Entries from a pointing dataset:
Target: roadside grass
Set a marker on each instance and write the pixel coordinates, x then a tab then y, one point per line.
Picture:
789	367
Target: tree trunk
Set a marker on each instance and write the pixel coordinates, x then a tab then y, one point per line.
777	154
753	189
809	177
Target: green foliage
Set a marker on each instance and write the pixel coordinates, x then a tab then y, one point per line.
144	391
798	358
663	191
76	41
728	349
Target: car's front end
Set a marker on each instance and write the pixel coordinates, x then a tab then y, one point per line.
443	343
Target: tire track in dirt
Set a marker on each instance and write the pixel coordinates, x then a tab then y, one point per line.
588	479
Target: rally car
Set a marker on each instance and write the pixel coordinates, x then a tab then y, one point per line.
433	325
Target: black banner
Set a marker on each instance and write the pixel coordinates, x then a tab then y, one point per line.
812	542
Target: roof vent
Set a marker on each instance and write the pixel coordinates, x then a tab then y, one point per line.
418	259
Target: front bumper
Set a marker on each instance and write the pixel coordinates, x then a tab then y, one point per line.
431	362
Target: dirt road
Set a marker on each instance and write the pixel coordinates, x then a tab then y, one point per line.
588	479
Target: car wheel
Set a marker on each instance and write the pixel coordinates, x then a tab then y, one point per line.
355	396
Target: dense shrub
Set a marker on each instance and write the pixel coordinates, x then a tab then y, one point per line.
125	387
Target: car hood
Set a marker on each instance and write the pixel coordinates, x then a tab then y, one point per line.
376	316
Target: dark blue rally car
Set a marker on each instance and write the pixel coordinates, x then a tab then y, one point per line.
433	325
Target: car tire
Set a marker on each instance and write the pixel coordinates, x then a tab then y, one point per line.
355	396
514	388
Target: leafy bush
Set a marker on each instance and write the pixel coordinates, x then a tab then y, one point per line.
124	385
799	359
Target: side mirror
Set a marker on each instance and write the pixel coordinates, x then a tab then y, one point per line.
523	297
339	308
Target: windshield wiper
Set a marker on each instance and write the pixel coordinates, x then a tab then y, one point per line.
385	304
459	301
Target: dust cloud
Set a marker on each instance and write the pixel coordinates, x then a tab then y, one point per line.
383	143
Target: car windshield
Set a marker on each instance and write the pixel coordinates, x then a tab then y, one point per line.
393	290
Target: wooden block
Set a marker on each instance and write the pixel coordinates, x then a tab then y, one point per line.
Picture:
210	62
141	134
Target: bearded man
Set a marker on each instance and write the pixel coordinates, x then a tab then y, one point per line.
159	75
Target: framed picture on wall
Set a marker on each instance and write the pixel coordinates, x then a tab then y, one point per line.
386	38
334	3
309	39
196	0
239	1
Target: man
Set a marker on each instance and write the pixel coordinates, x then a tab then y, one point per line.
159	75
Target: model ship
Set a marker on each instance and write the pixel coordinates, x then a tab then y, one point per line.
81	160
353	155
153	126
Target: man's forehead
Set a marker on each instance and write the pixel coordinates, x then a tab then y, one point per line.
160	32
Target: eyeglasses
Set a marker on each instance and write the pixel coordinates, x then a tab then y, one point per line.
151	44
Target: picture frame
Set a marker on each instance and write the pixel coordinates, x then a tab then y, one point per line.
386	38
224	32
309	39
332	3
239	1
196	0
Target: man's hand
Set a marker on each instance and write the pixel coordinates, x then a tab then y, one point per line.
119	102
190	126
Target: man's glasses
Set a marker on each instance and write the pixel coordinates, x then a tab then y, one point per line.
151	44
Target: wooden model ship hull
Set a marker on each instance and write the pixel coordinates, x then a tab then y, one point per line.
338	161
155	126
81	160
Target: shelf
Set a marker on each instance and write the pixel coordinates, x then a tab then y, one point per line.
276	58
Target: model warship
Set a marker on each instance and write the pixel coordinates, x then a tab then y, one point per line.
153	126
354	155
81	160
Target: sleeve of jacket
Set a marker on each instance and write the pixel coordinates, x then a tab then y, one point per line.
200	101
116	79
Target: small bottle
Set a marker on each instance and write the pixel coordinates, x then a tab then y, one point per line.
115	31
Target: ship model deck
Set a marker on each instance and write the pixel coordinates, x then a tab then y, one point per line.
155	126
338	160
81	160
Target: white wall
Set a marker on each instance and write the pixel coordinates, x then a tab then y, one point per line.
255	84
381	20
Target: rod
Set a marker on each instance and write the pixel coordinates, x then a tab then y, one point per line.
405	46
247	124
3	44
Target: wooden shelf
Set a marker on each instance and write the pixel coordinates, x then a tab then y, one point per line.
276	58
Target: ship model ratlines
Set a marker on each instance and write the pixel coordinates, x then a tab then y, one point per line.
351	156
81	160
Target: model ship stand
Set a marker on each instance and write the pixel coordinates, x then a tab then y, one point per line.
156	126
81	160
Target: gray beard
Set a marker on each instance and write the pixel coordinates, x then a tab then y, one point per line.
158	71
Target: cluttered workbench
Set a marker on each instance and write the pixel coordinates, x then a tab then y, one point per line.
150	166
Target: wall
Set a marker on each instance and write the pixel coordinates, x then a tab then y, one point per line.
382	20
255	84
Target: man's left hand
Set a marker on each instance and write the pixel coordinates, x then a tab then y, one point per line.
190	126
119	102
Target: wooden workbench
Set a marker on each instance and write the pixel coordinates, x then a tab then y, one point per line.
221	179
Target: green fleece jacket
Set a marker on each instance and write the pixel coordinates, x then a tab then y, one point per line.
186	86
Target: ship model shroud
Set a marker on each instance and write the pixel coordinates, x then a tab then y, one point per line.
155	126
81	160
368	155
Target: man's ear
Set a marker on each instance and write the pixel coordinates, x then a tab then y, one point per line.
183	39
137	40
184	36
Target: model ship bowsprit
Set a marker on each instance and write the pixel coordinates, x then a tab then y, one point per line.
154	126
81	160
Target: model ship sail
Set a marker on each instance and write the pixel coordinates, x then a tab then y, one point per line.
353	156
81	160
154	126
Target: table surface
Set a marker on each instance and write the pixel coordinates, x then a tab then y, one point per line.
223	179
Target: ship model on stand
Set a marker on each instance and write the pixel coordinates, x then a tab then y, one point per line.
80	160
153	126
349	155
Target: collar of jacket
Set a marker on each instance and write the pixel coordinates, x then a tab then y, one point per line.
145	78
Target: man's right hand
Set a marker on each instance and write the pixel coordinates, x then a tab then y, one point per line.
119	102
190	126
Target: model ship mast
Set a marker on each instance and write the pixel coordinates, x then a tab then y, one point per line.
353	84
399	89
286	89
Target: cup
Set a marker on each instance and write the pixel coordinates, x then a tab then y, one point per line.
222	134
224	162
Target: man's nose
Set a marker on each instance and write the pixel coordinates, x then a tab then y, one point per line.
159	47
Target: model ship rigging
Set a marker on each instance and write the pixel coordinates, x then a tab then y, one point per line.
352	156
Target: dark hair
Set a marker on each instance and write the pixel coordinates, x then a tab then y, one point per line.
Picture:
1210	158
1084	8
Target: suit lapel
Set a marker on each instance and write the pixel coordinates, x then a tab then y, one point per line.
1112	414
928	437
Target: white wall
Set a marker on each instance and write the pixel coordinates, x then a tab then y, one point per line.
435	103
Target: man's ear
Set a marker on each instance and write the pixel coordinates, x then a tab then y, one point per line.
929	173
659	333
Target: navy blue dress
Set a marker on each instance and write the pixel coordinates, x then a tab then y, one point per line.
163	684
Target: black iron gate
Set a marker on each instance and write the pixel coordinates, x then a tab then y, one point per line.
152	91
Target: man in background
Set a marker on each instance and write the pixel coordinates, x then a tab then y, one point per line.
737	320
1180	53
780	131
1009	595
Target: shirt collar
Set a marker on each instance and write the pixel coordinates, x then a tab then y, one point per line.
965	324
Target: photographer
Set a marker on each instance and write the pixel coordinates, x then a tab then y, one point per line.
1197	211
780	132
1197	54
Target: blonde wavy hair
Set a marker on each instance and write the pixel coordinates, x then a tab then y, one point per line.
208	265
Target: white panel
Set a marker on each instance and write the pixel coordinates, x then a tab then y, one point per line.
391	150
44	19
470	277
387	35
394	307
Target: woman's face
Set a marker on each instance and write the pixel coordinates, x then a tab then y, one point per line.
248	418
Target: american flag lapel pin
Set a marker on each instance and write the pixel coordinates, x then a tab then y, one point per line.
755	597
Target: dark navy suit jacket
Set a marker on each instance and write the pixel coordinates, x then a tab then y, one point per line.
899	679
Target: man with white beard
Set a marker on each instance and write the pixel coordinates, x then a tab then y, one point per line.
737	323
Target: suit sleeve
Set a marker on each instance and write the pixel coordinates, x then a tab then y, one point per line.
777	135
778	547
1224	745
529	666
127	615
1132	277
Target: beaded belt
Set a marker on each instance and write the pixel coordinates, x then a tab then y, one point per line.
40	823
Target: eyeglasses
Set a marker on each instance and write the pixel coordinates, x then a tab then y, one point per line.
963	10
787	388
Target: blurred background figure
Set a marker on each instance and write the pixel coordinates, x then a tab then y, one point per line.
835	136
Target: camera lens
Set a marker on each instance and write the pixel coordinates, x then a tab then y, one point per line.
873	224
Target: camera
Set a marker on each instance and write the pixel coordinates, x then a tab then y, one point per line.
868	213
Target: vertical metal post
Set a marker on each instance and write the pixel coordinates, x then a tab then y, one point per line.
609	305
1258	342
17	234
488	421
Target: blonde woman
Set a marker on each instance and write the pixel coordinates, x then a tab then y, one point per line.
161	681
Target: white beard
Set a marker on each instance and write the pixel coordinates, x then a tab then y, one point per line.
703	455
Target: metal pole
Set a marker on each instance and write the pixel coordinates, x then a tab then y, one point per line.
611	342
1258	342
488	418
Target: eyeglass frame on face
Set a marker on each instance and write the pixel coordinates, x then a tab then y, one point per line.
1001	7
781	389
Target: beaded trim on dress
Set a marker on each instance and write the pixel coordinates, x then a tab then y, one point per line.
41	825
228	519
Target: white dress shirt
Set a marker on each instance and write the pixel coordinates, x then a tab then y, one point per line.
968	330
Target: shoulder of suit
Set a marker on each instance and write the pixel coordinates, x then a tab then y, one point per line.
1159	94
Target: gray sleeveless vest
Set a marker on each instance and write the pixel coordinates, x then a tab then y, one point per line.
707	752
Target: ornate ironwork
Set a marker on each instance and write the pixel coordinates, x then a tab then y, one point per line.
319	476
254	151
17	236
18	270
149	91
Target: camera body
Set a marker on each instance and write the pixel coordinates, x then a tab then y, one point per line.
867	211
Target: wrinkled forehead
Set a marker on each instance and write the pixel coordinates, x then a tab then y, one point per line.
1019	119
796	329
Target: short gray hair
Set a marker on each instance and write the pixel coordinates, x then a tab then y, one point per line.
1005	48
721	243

[What you need to do]:
Only the lines from the one containing "Target: blurred background figure" to the end of the listing belong in the output, each reproduced exactly.

[Finished answer]:
Target: blurred background figure
Set a marker on each instance and write the pixel coordinates, x then a tab then y, one point per line.
835	136
Target: camera lens
Set a marker on each instance and write the pixel coordinates, x then a tab then y, one point per line.
873	224
Target: camera
Set a marker on each instance and write the pixel coordinates, x then a tab then y, one point per line.
868	213
Target: vertical metal post
Set a marker on each instance and write the pixel coordinates, x then a tab then y, one point per line.
609	305
1258	342
17	234
488	421
Target: blonde woman
Set a marker on each instance and write the pixel coordinates, x then a tab then y, one point per line.
161	681
Target: white beard
Set a marker on each instance and write the pixel coordinates, x then a tab then y, one point per line.
703	455
Target: metal pole
Set a marker on each instance and write the pixel coordinates, x then a tab then y, one point per line.
611	342
1258	342
488	418
Target: eyeglass frame on face
Set a marker on each instance and write the pixel coordinates, x then a tab then y, one point per line.
1001	7
781	389
Target: beaded trim on dress
Set a marker on each instance and write the pixel coordinates, x then a tab then y, one point per line.
41	825
228	519
Target: white dress shirt
Set a marker on each instance and write the pixel coordinates, x then a tab then y, one point per line.
968	330
Target: shoulder of suit
Set a marker on each instance and write the pixel coordinates, x then a tab then y, one point per line.
1159	94
Target: gray sleeveless vest
Set a marker on each instance and write the pixel coordinates, x then a tab then y, one point per line.
707	752
Target: ornate ironwork
Set a marker on each instance and write the pixel coordinates, x then a tab then y, one point per line.
319	476
254	151
17	236
18	270
149	91
Target: camera body
Set a marker on each instance and write the pixel coordinates, x then a tab then y, one point per line.
867	211
Target: wrinkled forehead
Set a marker on each instance and write the pixel coordinates, x then a tab then y, one point per line.
1019	119
796	329
Target: short gray hair
Set a marker on each instance and write the pixel coordinates, x then a tab then y, one point per line.
1005	48
721	243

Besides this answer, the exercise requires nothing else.